- _Directions_:
The lines to reproduce run from the one containing "Locate the ceiling fan motor" through the final line of the entries; write them out exactly and add nothing.

---------- Dataset entries ----------

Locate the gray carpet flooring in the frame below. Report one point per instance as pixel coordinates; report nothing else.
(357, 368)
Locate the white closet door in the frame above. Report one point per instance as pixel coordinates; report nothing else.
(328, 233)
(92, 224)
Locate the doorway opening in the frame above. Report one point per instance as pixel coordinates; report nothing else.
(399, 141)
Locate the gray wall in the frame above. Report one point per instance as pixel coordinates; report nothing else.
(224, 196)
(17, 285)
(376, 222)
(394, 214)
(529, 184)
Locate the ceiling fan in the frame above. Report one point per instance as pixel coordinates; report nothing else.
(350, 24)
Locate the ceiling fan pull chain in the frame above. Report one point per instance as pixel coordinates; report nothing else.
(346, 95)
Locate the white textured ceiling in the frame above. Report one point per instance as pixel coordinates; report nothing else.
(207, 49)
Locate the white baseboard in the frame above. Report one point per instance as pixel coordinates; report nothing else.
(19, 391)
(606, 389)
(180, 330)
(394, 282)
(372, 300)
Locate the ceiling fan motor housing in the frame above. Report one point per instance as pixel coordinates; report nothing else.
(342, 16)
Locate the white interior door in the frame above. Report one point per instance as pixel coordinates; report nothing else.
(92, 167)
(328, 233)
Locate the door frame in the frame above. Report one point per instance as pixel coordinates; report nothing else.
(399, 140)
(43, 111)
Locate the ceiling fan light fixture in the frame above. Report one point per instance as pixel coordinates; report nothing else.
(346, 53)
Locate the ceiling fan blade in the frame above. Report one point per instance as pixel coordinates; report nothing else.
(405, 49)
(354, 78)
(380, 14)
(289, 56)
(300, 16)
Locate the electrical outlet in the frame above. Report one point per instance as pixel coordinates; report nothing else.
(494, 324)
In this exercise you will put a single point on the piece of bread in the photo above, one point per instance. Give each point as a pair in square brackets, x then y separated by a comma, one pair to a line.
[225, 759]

----------

- _Final answer_:
Locate the ceiling fan motor housing in the frame above. Report one point per instance as pixel coordinates; report nothing else.
(342, 16)
Locate the white interior door in the frame above. Report one point per instance as pixel coordinates; report nothing else.
(92, 167)
(328, 233)
Locate the door frame in the frame above. Report one point per instance as pixel coordinates; report nothing else.
(399, 140)
(43, 111)
Locate the ceiling fan light fixture in the frame above. Report one point per instance as pixel coordinates; report nothing else.
(346, 53)
Locate the ceiling fan blade in the frame above. Report one point per instance as pixel coordinates; report nothing else.
(405, 49)
(354, 78)
(380, 14)
(289, 56)
(300, 16)
Locate the electrical outlet in the frame above. Report one point per instance as pixel coordinates; report nothing else.
(494, 324)
In this exercise you will put a single point on the piece of bread in the photo above, one point per instance. Give each point as a pair in square brackets, x then y separated by a comma, one pair to a line.
[225, 759]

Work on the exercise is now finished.